- Born: July 16 Chennai, Tamil Nadu, India
- Occupations: Music director lyricist music producer
- Years active: 2012–present

= Balamurali Balu =

Indian film composer

Balamurali Balu is an Indian film music director and lyricist who has worked predominantly in the Tamil film industry. His first movie was Madhiyal Vell and composed music for Pallu Padama Paathuka. Subsequently, he composed music for Peechankai. This critically acclaimed film was Balu's debut as a composer. He was praised for "adding the quirkiness" to the music aligning with the theme of the movie's script.

==Early life==
Balu is a professional music composer in South India. He has also worked as a music director and a film score composer. Balu was born on the 16th of July and was raised in Chennai in Tamil Nadu, India. Prior to his music career, Balu completed his PhD from Georgia Tech in chemical engineering in 2009 and worked as a Process Engineer with Intel Technologies. He is also an alumni from the Berklee College of Music. He entered the music industry through Tamil cinema since 2016.

————————

→ INSTRUCTIONS:
1. Print the part of the Balamurali Balu biography that begins at the words "Indian film composer" and stops after the words "the movie's script.".
2. According to the Balamurali Balu biography, at which institution did he complete his PhD?

————————

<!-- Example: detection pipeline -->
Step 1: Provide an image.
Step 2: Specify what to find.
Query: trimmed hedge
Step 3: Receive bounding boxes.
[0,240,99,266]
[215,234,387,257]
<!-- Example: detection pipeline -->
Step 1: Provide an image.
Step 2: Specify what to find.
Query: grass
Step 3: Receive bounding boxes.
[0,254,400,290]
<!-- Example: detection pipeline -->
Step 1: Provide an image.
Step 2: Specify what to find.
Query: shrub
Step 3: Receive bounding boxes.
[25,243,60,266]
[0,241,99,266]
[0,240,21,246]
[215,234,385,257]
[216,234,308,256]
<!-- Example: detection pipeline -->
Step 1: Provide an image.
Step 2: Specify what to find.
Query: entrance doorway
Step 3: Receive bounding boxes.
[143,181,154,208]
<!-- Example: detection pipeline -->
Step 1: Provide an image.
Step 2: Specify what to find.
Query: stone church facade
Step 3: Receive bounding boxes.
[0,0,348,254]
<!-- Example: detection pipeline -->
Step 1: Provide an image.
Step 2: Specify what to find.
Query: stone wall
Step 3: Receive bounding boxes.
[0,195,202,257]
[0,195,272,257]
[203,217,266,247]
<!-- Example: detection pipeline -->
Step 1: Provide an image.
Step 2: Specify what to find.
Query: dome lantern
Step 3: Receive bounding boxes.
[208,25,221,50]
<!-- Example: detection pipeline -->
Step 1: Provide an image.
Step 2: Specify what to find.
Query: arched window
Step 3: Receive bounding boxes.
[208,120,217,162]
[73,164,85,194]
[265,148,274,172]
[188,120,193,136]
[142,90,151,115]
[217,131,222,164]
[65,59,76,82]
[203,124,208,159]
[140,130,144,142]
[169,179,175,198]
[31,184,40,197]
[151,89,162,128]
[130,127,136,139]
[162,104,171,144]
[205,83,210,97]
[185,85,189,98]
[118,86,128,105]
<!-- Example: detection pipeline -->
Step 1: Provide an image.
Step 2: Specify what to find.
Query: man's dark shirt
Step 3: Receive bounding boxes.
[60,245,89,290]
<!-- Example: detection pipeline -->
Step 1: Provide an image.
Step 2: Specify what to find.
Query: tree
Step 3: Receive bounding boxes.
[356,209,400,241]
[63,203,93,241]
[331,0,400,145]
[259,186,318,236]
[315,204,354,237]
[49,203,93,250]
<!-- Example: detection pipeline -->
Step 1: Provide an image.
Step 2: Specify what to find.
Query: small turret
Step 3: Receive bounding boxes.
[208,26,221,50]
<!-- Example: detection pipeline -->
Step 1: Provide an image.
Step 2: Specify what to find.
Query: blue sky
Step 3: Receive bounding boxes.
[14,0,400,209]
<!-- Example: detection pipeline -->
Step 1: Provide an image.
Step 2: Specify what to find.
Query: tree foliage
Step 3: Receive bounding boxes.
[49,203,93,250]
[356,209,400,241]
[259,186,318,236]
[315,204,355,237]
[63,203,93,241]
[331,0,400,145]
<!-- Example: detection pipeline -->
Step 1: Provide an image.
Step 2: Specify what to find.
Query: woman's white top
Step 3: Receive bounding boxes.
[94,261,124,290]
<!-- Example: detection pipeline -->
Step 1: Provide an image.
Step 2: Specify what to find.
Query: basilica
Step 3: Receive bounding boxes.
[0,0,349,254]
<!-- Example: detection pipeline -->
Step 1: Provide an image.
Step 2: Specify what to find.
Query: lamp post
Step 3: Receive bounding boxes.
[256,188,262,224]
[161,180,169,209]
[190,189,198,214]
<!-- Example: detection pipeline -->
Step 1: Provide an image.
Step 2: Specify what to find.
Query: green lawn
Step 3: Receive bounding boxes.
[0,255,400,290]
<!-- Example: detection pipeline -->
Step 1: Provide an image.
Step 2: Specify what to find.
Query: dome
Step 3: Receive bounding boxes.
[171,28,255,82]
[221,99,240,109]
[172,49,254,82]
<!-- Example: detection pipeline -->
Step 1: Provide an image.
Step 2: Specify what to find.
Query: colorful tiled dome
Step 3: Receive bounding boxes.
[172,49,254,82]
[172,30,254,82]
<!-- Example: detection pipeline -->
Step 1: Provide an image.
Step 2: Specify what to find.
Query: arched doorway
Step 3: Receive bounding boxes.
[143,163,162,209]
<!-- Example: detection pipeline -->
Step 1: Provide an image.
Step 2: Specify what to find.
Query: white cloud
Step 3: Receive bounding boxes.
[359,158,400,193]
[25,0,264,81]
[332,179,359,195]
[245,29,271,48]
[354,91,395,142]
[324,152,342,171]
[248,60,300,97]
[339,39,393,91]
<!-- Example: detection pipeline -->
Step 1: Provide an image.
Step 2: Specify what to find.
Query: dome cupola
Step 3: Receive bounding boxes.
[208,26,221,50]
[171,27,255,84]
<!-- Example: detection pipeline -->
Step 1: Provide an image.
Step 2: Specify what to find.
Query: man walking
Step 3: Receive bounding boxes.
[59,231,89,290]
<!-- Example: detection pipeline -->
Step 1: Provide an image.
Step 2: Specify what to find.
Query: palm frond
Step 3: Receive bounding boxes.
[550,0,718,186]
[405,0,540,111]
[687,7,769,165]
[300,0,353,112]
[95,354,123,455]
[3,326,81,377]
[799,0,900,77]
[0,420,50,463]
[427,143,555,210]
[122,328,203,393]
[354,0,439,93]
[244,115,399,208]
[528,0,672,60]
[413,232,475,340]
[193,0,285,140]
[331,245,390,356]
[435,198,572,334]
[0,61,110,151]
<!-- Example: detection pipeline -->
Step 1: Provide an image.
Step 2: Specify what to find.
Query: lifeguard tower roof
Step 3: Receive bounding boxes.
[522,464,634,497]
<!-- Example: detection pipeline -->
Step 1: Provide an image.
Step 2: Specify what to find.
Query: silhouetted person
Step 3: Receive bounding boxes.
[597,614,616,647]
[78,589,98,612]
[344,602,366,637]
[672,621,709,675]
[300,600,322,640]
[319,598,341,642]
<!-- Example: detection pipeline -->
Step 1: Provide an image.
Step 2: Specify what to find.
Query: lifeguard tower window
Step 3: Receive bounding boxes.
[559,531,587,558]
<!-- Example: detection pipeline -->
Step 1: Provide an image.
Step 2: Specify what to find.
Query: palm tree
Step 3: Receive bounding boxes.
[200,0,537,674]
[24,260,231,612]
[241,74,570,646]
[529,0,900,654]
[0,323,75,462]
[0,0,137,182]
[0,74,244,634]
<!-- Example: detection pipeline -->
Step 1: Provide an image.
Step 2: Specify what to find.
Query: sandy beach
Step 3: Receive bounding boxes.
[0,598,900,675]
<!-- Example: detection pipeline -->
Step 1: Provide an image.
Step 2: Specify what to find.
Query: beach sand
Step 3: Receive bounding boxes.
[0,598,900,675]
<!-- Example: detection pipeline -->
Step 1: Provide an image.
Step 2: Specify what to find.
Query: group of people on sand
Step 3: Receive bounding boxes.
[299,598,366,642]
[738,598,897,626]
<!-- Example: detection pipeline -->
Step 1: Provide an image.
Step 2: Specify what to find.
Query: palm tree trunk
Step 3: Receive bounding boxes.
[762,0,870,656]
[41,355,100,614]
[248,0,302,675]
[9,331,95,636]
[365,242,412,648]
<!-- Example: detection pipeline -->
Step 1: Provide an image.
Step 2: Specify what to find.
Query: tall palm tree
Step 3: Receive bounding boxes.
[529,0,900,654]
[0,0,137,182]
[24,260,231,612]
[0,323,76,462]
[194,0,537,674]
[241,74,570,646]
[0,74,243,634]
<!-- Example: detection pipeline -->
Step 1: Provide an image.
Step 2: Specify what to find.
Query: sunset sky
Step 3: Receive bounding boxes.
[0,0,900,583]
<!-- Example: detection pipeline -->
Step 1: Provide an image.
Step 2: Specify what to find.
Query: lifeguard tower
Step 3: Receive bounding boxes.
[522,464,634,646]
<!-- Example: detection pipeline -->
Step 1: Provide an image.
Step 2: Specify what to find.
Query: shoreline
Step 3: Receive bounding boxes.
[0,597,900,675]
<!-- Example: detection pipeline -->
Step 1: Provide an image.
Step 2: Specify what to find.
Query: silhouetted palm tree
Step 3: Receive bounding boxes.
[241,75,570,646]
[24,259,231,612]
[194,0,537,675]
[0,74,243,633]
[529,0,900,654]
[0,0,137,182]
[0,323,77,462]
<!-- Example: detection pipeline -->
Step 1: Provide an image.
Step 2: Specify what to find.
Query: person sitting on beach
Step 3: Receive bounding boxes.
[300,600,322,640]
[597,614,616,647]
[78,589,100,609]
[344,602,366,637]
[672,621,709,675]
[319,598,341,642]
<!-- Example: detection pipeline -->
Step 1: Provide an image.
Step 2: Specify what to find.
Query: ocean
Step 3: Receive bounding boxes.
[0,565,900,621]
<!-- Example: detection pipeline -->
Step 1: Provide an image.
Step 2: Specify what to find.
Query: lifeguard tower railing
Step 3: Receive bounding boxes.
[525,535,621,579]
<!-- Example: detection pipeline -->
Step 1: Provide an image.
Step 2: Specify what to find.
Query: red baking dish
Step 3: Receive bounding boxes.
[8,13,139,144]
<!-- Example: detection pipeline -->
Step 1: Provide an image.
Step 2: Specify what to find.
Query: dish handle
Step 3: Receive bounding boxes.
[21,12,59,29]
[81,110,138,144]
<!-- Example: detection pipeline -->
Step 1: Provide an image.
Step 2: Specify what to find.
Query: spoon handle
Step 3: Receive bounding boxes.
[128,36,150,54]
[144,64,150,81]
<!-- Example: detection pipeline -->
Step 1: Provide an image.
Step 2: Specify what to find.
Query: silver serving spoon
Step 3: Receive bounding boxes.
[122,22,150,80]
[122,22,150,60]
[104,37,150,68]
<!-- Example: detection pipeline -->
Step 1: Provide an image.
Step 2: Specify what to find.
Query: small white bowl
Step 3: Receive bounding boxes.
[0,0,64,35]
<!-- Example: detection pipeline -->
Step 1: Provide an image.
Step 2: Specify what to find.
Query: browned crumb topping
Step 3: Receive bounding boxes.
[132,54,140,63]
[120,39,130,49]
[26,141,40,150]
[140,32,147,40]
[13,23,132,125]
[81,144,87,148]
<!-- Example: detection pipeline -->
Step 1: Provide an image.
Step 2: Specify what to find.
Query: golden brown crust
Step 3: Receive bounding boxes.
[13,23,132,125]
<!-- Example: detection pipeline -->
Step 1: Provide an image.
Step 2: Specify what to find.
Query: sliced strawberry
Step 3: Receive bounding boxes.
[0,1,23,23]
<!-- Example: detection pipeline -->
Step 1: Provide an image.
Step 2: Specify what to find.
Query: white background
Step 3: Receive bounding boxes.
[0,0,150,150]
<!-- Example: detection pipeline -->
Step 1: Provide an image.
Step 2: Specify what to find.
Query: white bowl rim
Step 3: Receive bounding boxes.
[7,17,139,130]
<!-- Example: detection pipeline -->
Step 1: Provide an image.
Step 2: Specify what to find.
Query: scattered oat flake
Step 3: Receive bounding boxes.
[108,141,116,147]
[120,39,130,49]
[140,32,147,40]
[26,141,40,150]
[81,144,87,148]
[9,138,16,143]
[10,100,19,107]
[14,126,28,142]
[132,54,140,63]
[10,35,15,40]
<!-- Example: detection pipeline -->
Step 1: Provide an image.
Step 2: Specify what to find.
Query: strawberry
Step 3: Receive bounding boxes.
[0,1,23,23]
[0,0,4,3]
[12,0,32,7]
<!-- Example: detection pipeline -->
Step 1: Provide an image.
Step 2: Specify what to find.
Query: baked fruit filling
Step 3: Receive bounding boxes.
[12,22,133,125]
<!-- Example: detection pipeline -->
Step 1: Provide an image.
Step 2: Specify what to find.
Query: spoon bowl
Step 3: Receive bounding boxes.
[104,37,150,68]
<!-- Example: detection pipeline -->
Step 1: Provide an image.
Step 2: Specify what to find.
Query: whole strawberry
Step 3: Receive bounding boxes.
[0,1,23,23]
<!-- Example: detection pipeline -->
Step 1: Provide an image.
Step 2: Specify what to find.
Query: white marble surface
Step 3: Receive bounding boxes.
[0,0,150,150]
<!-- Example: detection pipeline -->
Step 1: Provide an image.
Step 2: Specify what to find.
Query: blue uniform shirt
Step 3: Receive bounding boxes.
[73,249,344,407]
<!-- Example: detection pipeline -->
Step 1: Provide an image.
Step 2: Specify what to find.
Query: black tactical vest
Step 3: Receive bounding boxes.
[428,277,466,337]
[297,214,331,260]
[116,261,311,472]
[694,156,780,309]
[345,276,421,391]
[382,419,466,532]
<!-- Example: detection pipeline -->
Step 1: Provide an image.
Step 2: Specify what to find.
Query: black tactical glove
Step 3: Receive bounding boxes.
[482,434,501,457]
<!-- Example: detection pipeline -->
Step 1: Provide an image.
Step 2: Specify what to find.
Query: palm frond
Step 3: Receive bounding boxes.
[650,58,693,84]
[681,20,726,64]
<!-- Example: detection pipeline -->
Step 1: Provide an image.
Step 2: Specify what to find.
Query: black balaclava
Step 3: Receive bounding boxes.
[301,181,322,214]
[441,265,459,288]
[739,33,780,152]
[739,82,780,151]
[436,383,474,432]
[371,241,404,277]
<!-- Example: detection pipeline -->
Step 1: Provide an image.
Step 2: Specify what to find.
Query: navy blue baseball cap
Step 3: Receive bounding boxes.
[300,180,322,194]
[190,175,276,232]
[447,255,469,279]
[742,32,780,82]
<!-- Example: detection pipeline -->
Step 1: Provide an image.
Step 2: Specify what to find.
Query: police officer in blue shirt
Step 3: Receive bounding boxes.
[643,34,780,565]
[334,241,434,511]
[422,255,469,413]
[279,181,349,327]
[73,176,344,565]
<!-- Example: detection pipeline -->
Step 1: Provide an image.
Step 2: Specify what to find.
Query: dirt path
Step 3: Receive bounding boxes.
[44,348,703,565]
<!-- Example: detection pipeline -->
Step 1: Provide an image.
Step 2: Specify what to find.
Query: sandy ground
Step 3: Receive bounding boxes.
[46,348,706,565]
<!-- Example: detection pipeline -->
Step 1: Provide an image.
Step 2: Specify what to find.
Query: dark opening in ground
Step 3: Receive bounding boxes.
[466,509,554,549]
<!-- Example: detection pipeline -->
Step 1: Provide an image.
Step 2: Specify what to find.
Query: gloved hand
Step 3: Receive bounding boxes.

————————

→ SOLUTIONS BY TASK:
1.
Indian film composer

Balamurali Balu is an Indian film music director and lyricist who has worked predominantly in the Tamil film industry. His first movie was Madhiyal Vell and composed music for Pallu Padama Paathuka. Subsequently, he composed music for Peechankai. This critically acclaimed film was Balu's debut as a composer. He was praised for "adding the quirkiness" to the music aligning with the theme of the movie's script.

2. Georgia Tech